> Stated exercise: Count the lines in the records below that contain the word "branch", and give only the number.

> Data entries:
▽

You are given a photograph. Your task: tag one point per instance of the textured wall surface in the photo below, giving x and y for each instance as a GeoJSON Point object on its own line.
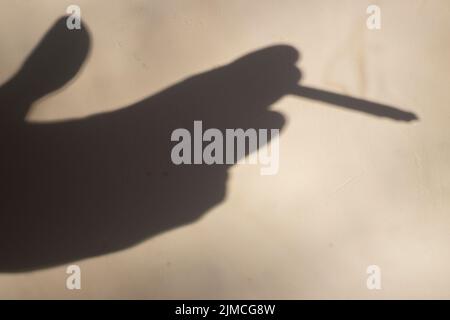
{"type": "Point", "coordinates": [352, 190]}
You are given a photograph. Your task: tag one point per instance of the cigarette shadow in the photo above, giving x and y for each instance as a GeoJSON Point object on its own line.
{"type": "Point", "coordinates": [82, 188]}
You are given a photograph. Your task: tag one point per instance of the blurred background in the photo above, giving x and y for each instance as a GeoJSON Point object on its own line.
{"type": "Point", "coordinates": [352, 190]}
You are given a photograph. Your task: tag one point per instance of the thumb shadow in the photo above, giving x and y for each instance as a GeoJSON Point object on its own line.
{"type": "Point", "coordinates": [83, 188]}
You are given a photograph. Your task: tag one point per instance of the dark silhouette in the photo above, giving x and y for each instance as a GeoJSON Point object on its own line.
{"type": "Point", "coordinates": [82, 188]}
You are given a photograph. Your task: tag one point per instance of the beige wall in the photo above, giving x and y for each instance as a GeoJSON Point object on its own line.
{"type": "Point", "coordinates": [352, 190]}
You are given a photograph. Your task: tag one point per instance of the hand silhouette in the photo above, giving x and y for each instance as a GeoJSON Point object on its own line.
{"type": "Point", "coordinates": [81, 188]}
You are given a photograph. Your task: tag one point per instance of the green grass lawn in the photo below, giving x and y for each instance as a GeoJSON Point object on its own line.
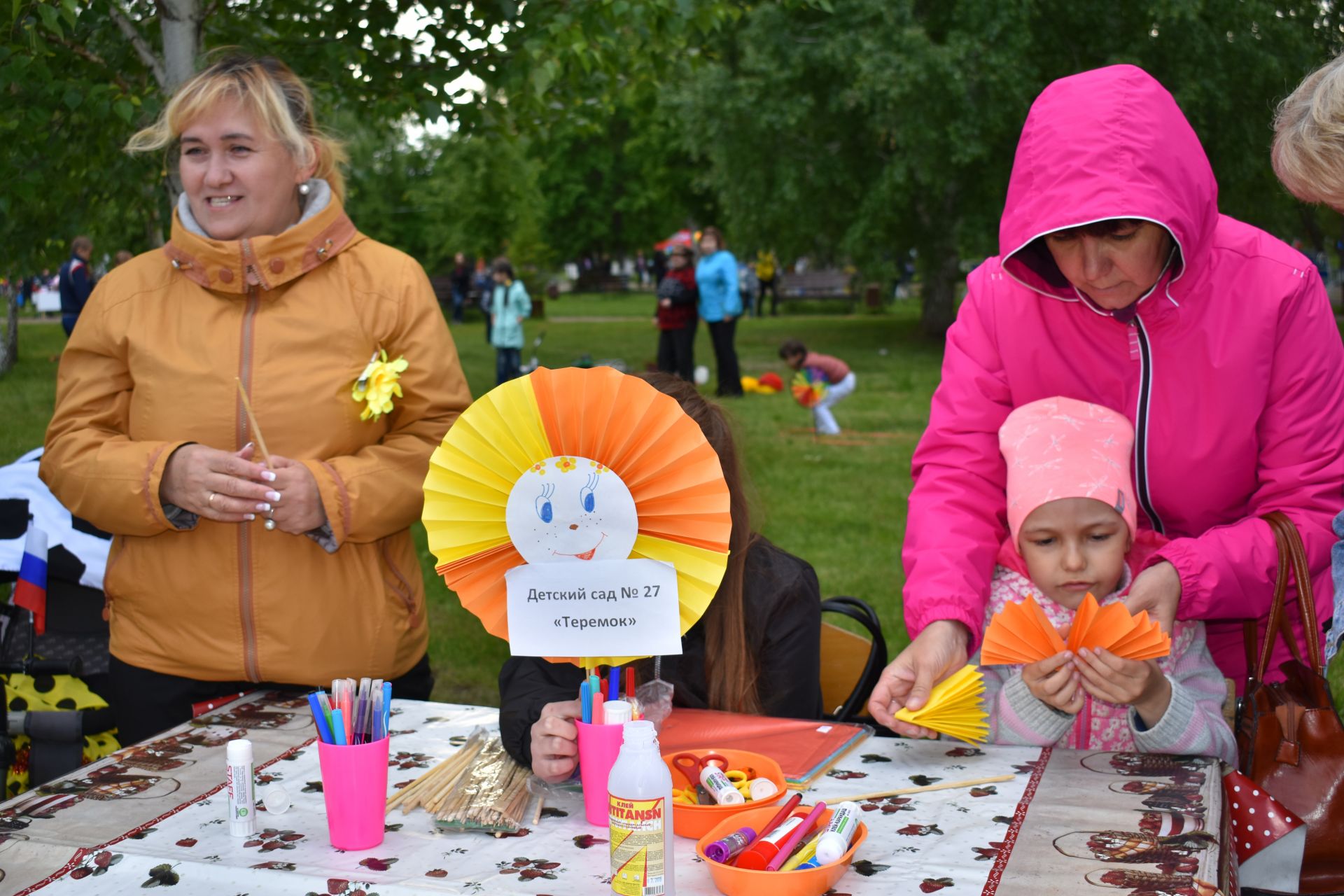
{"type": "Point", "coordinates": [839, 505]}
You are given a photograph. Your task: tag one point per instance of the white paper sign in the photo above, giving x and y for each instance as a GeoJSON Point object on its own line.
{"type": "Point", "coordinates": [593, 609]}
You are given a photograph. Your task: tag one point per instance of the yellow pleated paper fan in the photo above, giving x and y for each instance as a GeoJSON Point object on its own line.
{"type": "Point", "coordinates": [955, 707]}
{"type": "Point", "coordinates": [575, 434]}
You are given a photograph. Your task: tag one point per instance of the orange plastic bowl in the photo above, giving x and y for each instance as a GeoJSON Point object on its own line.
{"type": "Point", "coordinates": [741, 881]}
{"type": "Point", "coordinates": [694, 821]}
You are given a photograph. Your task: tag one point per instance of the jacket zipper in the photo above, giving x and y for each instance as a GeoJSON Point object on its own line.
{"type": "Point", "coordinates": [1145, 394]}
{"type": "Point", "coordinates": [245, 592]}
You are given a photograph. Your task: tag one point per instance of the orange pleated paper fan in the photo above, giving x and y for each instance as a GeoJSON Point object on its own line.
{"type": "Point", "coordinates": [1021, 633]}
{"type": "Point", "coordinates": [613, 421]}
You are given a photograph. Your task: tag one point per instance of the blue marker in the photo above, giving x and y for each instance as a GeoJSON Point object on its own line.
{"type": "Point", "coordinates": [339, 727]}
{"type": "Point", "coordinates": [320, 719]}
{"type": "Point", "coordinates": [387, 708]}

△
▽

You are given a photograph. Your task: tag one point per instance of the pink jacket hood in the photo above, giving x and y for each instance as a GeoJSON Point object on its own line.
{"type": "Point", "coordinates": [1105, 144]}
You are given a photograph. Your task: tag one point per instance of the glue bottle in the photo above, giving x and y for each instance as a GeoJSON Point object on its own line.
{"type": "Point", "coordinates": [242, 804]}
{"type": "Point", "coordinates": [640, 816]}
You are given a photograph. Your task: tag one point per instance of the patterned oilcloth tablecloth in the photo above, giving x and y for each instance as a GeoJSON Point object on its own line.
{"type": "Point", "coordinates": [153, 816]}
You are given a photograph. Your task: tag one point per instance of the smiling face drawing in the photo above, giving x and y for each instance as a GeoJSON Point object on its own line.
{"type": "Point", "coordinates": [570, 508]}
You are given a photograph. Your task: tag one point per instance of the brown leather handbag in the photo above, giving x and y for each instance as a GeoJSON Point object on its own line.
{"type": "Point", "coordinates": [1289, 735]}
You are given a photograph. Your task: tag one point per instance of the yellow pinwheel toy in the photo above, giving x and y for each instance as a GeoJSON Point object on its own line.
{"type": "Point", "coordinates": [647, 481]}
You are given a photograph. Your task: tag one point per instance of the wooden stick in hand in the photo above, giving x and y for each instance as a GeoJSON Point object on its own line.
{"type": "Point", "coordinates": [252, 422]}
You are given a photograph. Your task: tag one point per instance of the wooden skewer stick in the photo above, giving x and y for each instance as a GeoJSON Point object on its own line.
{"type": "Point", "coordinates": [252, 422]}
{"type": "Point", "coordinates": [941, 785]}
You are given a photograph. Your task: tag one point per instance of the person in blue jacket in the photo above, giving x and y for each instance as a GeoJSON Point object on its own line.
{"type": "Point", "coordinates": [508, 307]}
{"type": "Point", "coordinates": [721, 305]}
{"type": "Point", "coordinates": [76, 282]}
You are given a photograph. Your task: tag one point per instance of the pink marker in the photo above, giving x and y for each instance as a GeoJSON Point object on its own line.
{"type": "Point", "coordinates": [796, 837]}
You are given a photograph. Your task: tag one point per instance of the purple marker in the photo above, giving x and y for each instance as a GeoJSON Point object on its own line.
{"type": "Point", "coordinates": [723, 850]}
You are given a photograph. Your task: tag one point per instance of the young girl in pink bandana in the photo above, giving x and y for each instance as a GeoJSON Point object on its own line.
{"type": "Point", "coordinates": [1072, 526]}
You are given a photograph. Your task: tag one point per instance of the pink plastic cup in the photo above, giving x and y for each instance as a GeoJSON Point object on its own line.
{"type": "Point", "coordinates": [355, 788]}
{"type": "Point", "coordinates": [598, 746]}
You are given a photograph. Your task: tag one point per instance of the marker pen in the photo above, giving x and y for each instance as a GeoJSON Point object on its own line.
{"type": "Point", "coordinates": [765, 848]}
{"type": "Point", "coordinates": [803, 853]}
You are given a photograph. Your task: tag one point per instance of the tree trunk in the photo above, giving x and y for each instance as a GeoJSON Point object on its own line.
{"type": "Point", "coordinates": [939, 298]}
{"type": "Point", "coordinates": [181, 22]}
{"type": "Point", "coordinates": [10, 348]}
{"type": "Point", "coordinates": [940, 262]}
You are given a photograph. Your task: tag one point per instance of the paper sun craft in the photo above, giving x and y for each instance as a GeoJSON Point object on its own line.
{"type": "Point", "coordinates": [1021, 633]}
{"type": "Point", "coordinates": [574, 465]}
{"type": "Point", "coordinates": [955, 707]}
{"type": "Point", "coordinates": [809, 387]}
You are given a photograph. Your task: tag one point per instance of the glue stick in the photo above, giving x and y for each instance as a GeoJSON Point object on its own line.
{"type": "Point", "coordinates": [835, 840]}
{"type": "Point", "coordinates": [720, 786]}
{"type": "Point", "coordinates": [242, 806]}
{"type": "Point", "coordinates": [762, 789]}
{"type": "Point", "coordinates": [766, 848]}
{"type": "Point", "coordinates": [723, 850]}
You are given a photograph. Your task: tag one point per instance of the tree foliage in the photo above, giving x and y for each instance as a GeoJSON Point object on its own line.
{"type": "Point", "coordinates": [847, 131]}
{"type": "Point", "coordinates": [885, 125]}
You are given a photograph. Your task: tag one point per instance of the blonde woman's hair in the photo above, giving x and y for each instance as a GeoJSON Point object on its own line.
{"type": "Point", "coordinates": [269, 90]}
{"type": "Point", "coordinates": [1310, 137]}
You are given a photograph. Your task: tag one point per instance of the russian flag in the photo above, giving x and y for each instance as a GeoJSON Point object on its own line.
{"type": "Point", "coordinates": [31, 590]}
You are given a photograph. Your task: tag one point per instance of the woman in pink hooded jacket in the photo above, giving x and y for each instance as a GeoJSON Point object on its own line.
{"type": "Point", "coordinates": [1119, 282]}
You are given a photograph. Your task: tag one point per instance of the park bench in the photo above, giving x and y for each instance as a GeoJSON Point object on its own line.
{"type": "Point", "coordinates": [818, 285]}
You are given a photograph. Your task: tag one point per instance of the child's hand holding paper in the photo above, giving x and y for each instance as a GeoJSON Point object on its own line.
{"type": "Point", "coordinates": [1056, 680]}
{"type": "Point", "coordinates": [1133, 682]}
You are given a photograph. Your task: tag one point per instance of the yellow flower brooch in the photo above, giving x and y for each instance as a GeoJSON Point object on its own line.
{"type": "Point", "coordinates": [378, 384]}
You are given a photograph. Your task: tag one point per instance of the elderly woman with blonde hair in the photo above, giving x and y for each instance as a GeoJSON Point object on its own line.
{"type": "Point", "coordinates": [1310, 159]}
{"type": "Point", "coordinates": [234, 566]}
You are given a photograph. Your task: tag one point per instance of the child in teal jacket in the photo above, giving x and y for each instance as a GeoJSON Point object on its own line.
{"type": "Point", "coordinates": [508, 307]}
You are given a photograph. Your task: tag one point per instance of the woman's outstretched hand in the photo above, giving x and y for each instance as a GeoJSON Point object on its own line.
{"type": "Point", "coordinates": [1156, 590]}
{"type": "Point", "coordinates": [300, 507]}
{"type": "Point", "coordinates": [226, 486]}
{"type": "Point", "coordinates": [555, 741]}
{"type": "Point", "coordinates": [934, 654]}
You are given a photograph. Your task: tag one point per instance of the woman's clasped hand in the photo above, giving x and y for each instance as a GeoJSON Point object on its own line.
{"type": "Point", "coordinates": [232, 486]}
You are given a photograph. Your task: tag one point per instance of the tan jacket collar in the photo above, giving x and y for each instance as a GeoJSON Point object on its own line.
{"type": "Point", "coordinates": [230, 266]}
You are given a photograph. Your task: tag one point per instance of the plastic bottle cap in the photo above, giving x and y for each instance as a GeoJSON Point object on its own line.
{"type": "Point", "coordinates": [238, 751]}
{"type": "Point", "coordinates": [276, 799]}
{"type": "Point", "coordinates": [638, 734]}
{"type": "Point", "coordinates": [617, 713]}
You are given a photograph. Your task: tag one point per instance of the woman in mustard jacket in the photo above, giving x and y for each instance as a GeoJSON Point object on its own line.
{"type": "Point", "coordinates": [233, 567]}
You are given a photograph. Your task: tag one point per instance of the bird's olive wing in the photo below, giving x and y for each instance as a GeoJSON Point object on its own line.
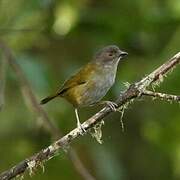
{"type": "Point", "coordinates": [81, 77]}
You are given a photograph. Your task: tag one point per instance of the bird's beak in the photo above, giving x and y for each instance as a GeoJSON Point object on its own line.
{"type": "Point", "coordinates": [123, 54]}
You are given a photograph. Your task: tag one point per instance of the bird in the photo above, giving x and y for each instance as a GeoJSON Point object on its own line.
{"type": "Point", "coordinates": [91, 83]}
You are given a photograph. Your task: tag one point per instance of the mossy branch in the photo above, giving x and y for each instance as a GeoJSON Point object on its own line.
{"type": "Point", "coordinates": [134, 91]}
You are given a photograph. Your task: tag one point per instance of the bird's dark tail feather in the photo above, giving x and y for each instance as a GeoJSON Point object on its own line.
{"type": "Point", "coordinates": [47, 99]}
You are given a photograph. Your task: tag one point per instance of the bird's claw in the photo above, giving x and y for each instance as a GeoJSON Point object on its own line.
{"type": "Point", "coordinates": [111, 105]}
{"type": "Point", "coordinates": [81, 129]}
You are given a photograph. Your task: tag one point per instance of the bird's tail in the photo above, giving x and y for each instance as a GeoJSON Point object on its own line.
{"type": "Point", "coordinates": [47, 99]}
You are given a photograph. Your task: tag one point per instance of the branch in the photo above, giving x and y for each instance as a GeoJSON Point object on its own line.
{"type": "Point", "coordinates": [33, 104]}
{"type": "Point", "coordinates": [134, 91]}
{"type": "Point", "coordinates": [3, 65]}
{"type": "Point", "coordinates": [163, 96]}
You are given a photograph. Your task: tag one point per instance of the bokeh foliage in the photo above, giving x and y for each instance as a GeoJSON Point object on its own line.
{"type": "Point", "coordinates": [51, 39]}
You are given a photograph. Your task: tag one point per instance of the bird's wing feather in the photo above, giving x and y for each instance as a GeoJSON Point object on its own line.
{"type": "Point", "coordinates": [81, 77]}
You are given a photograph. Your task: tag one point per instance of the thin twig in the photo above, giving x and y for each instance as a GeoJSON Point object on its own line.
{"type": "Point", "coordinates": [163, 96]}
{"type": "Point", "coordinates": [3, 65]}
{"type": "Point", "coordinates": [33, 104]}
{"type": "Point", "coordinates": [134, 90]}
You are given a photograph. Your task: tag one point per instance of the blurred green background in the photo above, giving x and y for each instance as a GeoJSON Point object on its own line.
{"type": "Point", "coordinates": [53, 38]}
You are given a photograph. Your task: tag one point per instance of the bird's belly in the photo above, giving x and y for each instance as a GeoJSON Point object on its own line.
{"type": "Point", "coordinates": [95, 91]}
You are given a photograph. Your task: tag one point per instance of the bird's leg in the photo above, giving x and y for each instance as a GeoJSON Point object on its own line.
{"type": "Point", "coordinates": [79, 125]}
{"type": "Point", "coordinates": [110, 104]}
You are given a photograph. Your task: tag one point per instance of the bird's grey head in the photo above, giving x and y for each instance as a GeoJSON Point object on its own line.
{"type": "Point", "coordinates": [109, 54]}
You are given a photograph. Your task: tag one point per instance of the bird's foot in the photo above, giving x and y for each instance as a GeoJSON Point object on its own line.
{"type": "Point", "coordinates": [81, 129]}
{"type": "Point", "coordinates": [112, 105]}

△
▽

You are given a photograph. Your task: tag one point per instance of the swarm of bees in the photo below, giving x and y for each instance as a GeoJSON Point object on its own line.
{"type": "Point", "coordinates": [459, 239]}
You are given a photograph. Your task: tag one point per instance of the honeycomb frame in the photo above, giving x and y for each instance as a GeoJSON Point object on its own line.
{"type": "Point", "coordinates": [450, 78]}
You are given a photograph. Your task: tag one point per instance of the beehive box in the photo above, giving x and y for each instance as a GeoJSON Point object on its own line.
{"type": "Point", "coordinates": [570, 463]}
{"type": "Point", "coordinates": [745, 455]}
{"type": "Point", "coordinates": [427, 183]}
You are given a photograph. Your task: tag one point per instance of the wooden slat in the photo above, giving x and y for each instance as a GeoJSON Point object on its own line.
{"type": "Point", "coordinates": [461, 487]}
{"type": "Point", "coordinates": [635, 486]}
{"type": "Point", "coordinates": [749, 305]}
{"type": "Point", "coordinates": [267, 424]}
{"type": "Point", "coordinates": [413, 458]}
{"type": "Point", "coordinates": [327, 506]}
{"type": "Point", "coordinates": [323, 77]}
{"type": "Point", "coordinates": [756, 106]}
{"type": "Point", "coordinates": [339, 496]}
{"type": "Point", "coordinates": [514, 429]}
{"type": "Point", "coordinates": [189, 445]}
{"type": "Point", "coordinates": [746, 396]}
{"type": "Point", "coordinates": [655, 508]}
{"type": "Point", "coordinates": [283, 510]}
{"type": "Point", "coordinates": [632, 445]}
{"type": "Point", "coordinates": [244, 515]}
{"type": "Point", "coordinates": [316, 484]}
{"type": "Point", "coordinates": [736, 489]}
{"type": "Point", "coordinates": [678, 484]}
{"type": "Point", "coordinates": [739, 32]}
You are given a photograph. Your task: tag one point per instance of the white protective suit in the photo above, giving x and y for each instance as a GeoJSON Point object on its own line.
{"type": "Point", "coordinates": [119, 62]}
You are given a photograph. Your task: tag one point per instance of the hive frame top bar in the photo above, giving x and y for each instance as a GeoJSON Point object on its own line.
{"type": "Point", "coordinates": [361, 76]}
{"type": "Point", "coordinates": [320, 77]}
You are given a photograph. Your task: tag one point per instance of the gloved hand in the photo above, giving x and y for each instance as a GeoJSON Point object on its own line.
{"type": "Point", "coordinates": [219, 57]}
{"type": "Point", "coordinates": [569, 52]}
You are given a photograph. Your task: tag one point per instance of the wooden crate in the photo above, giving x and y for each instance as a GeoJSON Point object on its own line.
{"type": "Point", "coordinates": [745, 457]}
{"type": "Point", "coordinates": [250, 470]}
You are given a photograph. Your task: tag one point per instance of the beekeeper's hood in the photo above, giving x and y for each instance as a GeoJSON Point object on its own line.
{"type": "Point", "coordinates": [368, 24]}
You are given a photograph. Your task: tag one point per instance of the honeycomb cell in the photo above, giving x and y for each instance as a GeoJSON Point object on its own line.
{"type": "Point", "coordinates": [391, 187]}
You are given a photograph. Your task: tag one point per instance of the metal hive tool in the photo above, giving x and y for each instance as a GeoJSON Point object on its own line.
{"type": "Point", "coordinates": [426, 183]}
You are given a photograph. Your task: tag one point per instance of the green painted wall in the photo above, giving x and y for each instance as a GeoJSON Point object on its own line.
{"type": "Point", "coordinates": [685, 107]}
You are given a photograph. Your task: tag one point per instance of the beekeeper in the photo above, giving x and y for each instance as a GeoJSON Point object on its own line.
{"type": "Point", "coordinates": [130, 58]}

△

> Answer to this exercise: 2